## What is expected:
Continue the passage on open issues in food recommender systems from where it stops.

## Given passage:

6.5 Bundle recommendation

In the healthy food domain, users might require recommendations of a complete meal with the combination of many recipes or a food schedule for more than one day (e.g., foods for next week). This issue is known as bundle recommendation, which is a new research branch of recommender systems. The idea here is to recommend a sequence of items instead of separated ones. Recommending a complete meal is quite complicated since the system has to consider not only the preferences of users but also other aspects, such as the meal variety, weather and season, the healthiness of recipes, health problems, or nutrition needs. Thus, approaches to generate bundle recommendations in the healthy food domain have remained an open issue.

6.6 Group decision making

For some scenarios (i.e., diet recommendation), recommended items could involve groups of users rather than individual users (e.g., recommend a menu for a Christmas party). The current literature shows a limited number of studies on food recommender systems for groups. Therefore, it is still an open topic that needs to be analyzed in future research. Group recommender systems usually attach the requirements/preferences of different users into group recommendation. This is the crucial idea discussed in many related studies (Berkovsky and Freyne 2010; Felfernig et al. 2018; O’Connor et al. 2001). Recommending a joint meal for a group of users is a complicated task since different goals and dietary constraints of group members should be taken into account. While we have a solution for merging the constraints (Atas et al. 2019), a solution for merging goals is still an open issue. Besides, recommendations generated for groups should assure fairness among group members, which means negotiation and argumentation mechanisms have to be developed to support group members in expressing acceptable trade-offs (Felfernig et al. 2014). For instance, in a meal plan for a week, users’ preferences ignored in previous meals should have a stronger influence on the upcoming meals. On the other hand, although different aggregation approaches have been applied to generate group recommendations, they do not ensure that recommended items reflect a high agreement level among group members (Castro et al. 2015). In this context, a consensus making process is needed to bring individual preferences closer to each other before delivering group recommendations. Further issues need to be considered to accelerate such a process. One promising solution is to enrich user interfaces that allow group members to share their preferences (Nguyen and Ricci 2017). Besides, psychological aspects (e.g., personality and emotions) beyond group members’ preferences are also crucial to be taken into account in group decision making. This draws an open topic regarding the influence of group members’ personality and emotions on group recommendation strategies (Quijano-Sanchez et al. 2013).

[Items from a data source]
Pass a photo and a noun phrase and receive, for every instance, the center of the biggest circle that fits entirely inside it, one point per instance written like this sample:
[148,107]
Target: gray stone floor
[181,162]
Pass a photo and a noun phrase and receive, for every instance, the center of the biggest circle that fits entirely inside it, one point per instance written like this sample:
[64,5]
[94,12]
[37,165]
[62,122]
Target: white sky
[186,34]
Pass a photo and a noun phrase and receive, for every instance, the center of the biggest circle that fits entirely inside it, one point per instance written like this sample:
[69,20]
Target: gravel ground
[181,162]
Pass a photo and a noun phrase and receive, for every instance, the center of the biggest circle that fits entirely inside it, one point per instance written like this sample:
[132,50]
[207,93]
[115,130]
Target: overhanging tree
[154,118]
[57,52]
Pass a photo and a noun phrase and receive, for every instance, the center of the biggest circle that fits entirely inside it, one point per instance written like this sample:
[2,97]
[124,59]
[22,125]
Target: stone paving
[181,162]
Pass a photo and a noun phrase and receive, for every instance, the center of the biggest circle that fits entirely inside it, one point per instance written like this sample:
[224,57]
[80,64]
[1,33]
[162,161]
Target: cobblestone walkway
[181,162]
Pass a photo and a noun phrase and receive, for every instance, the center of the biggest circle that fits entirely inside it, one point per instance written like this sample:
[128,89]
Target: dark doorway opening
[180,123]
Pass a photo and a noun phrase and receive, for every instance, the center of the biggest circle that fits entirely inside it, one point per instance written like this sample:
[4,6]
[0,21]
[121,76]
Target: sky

## Task output:
7 Conclusion

Health recommender systems have emerged as tools to support patients and healthcare professionals to make better health-related decisions. In this article, we have given insights into recommendation scenarios offered by these systems, such as food recommendation, drug recommendation, health status prediction, physical activity recommendation, and healthcare professional recommendation. For each recommendation scenario, various algorithms have been employed, which are based on recommendation techniques (e.g., CF, CB, KB, HyR, and context-based recommendations) or machine learning techniques (e.g., classification, clustering, decision tree, natural language processing, logic programming, ontologies, and semantic technologies). Although the proposed HRS bring many benefits in terms of health-related improvements, there still exist a number of challenges that need to be tackled for the better development of these systems in the future.